Pull every line of the listing below verbatim, leaving out the pictures.

========================

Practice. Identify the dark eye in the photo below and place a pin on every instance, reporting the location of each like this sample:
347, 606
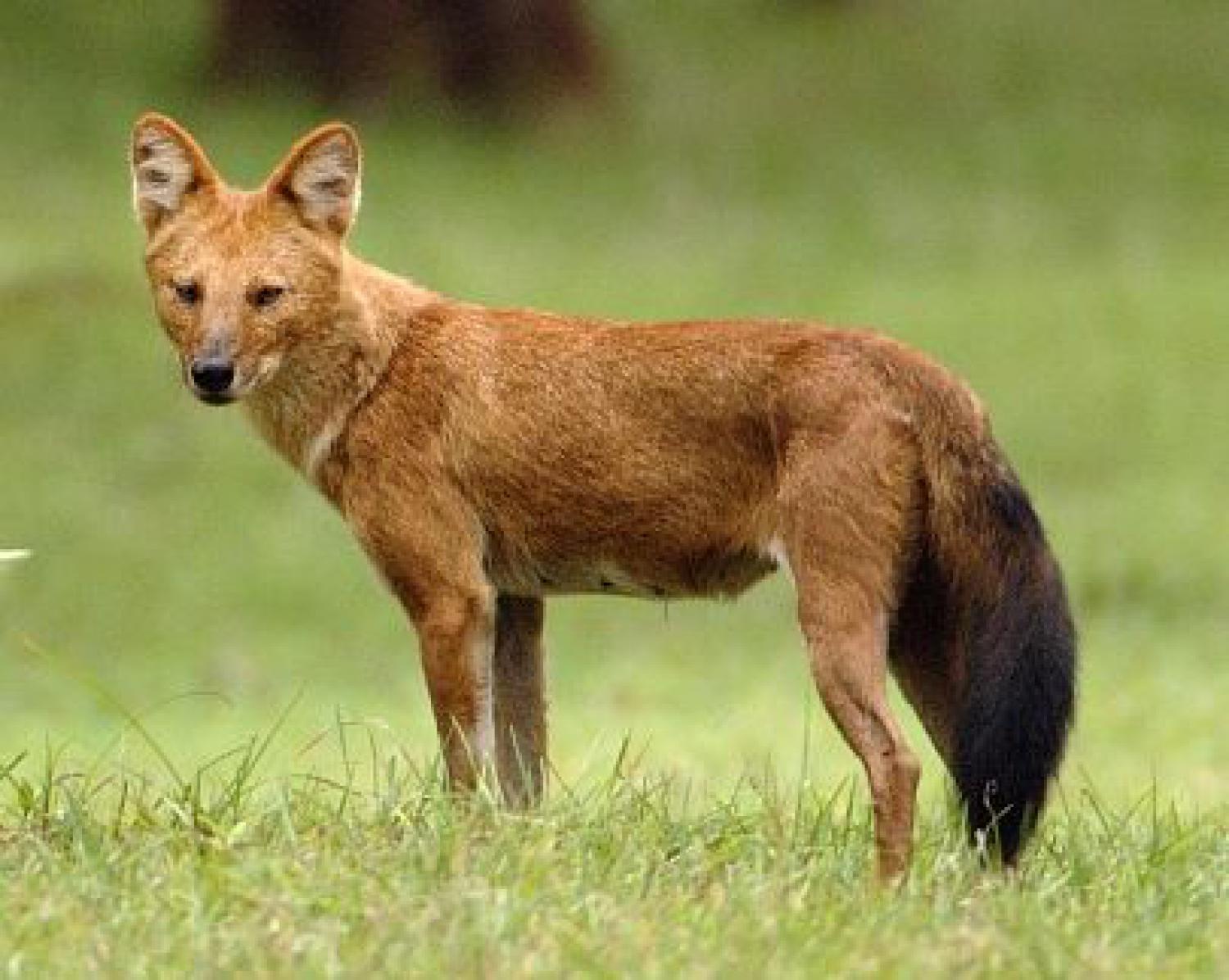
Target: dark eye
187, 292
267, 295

========================

Solution below >>
Practice. Identify the dark eye in the photo below and place a pin on every instance, reporting the location of each like this sample:
347, 606
Target: dark eye
187, 292
267, 295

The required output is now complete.